----- Records for the exercise

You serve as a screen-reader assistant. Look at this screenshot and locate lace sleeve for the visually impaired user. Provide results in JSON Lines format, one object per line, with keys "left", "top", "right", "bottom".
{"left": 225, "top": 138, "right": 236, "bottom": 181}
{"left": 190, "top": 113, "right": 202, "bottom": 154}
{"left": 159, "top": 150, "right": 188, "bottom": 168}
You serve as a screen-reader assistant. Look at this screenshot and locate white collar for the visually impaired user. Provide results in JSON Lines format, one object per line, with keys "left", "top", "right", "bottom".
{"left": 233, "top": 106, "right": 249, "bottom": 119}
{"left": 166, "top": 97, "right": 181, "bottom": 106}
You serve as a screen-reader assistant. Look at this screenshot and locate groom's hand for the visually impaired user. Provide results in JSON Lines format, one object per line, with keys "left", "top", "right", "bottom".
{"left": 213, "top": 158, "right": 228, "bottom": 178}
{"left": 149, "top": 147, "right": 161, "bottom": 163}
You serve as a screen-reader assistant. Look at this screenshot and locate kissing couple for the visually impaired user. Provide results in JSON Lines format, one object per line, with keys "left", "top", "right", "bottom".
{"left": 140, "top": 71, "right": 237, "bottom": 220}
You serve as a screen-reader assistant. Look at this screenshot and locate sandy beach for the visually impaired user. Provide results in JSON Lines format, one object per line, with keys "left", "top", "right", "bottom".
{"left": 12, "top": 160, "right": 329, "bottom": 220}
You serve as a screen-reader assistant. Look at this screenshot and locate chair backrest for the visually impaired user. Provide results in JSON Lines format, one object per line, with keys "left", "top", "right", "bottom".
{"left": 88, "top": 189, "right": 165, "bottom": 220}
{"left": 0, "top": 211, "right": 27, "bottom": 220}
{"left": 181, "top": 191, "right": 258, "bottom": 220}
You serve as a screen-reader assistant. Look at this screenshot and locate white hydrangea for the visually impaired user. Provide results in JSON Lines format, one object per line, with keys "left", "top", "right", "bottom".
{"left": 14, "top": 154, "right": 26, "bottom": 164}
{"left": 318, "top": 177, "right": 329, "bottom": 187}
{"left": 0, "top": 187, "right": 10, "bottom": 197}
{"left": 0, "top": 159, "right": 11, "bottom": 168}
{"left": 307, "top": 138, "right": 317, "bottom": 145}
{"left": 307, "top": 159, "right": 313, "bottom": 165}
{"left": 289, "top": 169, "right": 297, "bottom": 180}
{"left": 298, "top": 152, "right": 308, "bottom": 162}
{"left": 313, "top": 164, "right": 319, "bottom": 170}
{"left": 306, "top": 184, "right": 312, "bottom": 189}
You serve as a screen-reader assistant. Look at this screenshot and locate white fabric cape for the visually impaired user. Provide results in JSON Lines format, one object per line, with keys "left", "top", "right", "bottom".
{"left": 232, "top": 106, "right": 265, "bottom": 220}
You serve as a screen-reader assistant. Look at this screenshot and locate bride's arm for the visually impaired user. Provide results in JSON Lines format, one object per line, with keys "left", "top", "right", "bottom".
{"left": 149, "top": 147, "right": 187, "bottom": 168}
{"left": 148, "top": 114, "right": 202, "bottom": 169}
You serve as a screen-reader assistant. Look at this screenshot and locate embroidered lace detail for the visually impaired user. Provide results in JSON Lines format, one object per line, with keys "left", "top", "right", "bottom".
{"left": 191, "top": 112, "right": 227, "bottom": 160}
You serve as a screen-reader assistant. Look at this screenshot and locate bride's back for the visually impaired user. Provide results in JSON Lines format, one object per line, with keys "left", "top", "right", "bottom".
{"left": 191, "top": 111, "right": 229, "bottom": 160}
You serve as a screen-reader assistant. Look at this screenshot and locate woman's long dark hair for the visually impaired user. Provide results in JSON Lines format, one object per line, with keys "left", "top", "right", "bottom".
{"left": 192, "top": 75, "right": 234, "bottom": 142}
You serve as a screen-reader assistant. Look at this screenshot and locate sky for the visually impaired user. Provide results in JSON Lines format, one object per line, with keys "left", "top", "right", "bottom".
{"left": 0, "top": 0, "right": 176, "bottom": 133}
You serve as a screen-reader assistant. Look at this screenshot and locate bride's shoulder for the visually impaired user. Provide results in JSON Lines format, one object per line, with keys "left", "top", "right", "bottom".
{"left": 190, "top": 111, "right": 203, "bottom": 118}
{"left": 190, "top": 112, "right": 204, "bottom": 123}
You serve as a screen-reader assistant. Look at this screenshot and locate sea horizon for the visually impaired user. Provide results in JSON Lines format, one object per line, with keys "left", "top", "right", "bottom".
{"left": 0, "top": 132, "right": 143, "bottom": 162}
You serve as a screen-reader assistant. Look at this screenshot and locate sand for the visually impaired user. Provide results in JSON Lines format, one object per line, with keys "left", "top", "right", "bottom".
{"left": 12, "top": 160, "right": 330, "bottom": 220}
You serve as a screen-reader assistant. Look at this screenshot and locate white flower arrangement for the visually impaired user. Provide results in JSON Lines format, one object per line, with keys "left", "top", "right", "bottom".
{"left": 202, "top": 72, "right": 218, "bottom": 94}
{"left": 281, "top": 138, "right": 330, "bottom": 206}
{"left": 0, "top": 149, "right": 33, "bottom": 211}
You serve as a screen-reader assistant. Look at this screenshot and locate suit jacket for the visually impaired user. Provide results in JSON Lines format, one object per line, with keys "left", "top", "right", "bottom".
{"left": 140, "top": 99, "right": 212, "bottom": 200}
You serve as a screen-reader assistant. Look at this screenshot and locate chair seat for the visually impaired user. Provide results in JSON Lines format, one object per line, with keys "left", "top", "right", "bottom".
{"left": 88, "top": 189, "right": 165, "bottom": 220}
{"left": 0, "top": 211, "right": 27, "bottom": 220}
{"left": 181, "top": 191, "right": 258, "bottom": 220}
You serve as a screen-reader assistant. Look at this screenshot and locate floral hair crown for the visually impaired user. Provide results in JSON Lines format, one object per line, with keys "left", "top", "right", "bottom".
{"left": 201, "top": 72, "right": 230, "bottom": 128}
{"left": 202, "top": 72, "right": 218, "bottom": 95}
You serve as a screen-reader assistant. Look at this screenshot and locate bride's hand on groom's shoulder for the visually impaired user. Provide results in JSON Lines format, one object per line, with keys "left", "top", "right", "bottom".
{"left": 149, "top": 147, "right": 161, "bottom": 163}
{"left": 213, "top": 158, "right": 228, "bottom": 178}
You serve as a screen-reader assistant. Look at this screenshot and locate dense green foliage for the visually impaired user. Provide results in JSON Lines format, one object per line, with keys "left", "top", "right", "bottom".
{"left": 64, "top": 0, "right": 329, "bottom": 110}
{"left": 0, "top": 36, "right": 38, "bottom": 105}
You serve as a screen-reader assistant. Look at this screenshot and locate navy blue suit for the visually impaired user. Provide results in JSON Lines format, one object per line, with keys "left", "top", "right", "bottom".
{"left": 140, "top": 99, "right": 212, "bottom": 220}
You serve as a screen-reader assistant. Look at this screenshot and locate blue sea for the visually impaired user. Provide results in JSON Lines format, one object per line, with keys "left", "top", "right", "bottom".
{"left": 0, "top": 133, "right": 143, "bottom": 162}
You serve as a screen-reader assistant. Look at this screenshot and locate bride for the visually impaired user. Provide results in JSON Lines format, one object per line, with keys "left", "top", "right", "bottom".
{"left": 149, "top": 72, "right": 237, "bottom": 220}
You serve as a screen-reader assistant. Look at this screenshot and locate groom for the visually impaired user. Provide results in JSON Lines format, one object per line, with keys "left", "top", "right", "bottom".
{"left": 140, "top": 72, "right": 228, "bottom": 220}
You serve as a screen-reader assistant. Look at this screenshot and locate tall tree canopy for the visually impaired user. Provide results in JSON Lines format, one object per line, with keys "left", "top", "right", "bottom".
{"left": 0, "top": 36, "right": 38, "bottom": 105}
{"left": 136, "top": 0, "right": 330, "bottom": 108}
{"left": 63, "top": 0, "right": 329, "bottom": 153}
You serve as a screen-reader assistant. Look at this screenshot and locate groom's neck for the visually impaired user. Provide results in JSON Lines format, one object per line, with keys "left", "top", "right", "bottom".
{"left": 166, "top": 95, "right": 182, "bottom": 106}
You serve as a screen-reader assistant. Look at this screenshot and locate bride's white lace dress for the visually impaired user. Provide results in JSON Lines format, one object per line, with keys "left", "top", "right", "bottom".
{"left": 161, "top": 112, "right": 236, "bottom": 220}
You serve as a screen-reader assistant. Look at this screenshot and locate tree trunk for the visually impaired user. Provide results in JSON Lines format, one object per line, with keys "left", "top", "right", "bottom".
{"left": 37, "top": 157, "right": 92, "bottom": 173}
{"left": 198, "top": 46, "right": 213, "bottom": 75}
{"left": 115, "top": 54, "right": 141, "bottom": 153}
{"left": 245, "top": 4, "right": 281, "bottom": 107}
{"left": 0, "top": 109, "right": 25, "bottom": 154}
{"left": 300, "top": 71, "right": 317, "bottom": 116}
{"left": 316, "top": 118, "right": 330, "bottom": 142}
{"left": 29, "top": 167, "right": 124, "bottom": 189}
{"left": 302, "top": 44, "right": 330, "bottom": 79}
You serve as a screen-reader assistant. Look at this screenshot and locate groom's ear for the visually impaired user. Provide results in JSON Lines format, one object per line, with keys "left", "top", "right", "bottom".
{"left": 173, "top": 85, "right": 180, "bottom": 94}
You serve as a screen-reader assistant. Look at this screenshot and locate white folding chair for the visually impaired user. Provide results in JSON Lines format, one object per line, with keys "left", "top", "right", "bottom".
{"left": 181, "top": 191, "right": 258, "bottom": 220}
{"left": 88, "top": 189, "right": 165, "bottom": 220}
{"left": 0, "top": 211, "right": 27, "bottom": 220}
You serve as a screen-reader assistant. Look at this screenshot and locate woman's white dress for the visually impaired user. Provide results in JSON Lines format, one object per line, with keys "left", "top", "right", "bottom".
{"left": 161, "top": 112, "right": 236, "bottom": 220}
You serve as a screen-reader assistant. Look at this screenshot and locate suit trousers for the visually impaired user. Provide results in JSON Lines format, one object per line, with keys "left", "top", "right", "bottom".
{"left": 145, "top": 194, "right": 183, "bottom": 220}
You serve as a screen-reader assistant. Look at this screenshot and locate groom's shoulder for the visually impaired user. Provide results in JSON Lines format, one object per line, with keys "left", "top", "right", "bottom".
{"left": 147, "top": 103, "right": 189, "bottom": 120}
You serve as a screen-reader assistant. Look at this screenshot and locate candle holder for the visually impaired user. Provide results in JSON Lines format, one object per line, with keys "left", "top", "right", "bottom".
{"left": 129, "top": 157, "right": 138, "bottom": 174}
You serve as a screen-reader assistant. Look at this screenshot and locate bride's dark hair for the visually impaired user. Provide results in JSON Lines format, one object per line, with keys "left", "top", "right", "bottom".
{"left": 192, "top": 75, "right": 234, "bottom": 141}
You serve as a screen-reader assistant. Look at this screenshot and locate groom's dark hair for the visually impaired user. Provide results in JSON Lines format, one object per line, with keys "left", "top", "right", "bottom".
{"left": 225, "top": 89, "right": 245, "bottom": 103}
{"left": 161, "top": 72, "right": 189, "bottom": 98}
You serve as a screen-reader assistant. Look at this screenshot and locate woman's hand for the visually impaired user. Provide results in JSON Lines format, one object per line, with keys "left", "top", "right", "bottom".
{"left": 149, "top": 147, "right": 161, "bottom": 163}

----------

**Work instructions:** Repeat only the lines running from the line that contains "locate woman's hand" through the last line above, inclusive.

**Result for this task:**
You serve as a screen-reader assistant. Look at this screenshot and locate woman's hand for the visually impaired user. Provide results in JSON Lines format, one object per line, with keys "left", "top", "right", "bottom".
{"left": 149, "top": 147, "right": 161, "bottom": 163}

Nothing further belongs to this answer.